--- Begin ---
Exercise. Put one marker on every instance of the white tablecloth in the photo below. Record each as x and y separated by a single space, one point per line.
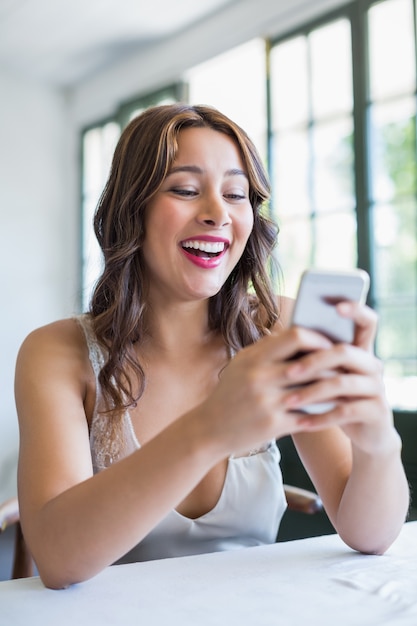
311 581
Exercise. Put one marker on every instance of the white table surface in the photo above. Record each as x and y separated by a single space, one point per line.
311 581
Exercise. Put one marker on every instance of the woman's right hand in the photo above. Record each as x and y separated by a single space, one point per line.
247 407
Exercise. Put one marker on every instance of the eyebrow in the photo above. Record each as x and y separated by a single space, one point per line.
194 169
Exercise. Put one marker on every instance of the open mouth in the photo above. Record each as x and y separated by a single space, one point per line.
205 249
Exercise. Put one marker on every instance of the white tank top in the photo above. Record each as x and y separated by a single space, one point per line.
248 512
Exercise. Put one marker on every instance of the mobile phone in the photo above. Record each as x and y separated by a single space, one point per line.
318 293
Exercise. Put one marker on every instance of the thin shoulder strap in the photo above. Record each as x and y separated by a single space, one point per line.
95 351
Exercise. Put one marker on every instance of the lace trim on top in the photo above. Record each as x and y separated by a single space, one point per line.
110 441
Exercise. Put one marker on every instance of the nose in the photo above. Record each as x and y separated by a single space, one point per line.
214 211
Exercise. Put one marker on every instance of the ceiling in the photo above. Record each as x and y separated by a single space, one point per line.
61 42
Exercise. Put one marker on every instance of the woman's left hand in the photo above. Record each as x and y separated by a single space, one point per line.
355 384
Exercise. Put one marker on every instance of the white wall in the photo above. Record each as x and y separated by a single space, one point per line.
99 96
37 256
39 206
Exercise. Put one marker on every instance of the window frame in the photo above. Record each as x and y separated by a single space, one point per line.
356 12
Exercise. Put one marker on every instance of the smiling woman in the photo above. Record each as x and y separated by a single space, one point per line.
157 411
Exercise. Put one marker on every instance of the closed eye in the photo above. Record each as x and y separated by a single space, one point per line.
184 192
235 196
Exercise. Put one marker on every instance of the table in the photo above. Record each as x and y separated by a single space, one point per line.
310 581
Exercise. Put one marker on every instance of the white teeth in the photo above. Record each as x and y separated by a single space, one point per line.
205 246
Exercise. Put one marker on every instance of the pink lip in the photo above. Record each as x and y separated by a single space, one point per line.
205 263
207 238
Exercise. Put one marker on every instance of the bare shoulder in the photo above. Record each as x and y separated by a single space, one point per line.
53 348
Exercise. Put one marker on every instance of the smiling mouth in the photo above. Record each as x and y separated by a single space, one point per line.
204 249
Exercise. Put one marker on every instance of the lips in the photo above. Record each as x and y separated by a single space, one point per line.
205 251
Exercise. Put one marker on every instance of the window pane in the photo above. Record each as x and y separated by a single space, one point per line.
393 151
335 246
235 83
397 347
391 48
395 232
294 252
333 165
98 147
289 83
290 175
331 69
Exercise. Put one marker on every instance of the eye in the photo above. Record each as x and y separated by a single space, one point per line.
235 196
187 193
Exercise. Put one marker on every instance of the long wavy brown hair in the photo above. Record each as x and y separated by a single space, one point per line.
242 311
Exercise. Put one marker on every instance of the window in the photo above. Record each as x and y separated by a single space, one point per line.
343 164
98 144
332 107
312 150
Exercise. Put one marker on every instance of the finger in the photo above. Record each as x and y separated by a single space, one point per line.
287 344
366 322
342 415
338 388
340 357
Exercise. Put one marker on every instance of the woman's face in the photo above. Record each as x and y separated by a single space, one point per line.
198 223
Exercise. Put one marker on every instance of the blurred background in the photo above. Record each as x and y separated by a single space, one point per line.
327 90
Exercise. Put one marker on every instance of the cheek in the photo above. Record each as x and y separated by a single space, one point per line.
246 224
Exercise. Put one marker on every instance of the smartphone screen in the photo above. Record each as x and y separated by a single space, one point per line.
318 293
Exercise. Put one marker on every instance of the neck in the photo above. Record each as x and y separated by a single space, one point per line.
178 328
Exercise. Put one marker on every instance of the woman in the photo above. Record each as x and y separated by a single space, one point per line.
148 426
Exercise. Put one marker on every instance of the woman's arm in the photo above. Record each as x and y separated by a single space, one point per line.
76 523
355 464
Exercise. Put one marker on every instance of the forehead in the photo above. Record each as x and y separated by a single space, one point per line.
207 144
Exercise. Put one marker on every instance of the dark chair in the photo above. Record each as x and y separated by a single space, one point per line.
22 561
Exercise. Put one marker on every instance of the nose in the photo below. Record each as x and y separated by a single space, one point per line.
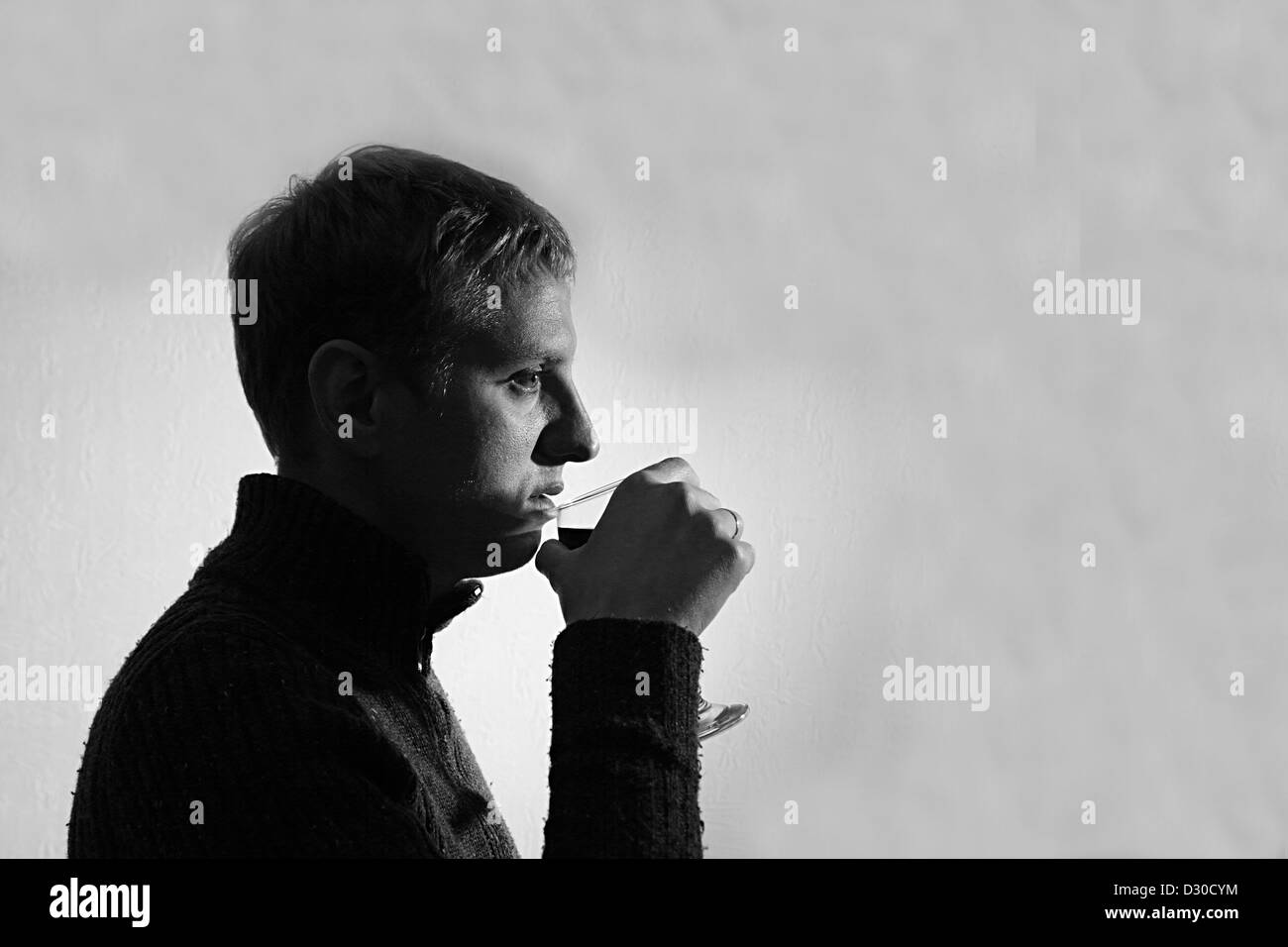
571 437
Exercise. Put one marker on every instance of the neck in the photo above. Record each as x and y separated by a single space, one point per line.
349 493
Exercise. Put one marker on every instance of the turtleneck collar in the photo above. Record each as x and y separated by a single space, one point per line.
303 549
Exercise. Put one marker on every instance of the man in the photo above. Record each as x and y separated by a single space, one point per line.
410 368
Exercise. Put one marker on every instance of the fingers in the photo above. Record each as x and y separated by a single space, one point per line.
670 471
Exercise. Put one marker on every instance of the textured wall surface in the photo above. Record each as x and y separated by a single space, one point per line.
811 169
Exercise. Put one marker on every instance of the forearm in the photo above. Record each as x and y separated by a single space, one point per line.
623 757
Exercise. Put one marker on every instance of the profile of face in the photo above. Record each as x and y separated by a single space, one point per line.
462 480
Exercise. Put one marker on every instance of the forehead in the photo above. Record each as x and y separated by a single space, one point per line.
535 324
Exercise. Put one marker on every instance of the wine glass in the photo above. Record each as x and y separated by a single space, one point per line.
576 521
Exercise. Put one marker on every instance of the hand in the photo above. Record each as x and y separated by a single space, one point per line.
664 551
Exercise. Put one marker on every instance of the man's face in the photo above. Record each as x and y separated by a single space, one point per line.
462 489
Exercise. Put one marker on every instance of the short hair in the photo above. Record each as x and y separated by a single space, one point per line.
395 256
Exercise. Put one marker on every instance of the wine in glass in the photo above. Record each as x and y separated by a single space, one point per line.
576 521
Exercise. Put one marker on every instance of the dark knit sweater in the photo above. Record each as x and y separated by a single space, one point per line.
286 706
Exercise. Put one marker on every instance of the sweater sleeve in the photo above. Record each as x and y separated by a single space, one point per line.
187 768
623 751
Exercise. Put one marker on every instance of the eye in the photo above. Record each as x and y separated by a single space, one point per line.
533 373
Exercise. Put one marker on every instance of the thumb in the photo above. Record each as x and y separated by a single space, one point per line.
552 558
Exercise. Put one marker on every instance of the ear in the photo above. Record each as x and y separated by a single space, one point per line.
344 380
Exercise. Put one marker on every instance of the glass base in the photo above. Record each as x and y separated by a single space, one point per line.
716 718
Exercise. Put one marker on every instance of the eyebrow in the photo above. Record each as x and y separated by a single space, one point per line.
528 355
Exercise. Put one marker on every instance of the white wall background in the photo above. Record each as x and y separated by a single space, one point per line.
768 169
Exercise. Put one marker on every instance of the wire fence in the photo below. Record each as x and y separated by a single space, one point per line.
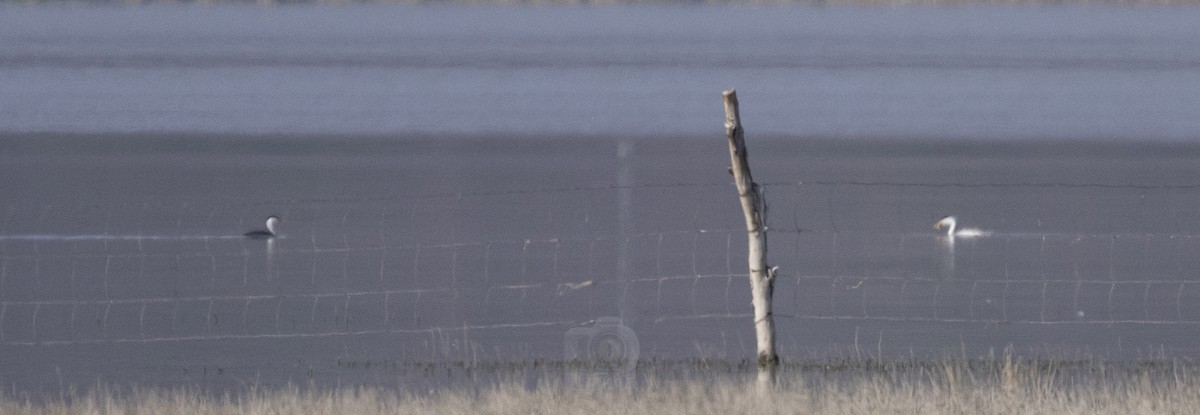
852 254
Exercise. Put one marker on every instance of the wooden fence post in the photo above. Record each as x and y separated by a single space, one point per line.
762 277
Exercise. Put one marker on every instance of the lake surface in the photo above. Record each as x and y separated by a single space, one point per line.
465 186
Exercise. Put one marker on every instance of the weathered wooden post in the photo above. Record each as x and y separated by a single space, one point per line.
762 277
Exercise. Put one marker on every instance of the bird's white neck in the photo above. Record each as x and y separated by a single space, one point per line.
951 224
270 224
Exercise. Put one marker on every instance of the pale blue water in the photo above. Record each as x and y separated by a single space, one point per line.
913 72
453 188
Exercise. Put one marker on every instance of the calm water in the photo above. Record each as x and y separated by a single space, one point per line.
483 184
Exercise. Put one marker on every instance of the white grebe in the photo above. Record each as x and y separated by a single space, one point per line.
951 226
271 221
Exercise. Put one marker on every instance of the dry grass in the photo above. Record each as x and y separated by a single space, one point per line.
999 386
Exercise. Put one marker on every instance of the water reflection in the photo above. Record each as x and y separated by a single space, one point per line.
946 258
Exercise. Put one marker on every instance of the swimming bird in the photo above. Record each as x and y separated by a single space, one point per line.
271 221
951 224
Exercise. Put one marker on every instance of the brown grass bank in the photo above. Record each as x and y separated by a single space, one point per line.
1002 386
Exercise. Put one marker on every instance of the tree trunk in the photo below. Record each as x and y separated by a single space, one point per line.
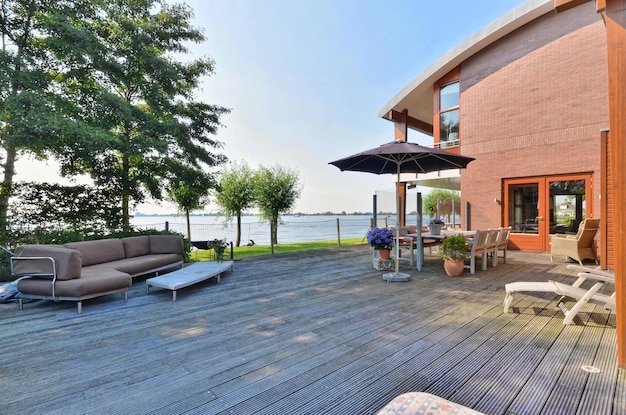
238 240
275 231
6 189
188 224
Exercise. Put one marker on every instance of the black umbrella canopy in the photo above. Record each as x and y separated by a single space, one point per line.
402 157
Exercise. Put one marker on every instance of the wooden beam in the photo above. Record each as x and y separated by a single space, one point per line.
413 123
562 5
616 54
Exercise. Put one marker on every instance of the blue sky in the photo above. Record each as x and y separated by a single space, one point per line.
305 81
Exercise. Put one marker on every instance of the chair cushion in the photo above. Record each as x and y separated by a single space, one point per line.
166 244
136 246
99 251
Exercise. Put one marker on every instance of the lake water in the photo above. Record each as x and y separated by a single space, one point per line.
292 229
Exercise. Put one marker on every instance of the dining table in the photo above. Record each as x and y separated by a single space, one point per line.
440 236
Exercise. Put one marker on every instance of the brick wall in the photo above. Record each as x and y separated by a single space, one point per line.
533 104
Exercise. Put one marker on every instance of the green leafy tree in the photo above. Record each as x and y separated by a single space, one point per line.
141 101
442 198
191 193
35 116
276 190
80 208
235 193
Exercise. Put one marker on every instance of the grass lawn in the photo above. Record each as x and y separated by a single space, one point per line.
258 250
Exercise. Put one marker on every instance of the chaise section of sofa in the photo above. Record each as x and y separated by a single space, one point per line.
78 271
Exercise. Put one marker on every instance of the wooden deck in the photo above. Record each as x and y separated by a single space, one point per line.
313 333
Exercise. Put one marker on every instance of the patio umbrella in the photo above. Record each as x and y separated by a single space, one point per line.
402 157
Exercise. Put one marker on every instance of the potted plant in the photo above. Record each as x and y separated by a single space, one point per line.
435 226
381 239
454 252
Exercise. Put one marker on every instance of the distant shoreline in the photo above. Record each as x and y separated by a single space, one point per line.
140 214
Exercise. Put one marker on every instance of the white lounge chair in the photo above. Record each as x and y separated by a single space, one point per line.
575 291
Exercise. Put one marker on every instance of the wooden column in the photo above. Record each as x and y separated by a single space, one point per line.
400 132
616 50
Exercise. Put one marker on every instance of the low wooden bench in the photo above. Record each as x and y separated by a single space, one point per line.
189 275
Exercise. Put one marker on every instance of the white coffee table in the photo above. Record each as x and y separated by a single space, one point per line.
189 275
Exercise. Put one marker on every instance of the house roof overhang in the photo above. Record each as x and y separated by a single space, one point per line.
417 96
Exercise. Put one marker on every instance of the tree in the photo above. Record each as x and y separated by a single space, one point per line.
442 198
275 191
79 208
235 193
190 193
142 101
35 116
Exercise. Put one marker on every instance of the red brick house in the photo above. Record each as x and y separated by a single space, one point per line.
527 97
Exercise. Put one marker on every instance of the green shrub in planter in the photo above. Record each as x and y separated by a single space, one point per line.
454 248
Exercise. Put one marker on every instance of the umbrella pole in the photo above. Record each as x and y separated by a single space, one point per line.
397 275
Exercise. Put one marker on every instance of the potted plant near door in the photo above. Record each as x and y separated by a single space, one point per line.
--- End ---
◆ **Exercise task**:
Starting at the line that contains "Exercise. Put one marker on every instance of the wooden column", output each remaining line of the listing, the last line included, exactly as it appears.

◆ **Answer for the task**:
Exercise. Put one marker on every instance of the wooden column in the photo above. Record each as x and y separated by a single space, one point per line.
400 132
616 50
Exercise. Put one marker on every instance of the low wooden bench in the photo above. Record each as x and y separated by a single space, one point per line.
189 275
Exercise. Put one marker on every instance of the white coffee table in the photo above. Record each as x and y separated by a single space, one point per line.
189 275
Exercise. Put one marker on every instance of the house roof overhang in the photo above. Record each as x and y separated by a single space, one point per line.
417 96
Exercise. Put one marker on every instance of the tree in the photo above. Record each as x and y separated by a single space, one point per line.
442 198
275 191
79 208
235 193
190 193
142 101
35 116
Exercise. Put one marker on every instance of the red brick house in the photo above. Record each as x and y separated by a single space, one point per line.
527 97
Exercise. Put one marker on every instance of the green shrub in planter in the photo above. Record each as x and y separated by a single space, one point per line.
454 248
Exercise. Put one marker on every instance of the umbrella pole in the photo above. Record each as x and y separated by a single space, one point per line.
397 275
Exercise. Put one marker on every instance of the potted plant near door in the photo above. Record each as x and y separated by a single space, one point per line.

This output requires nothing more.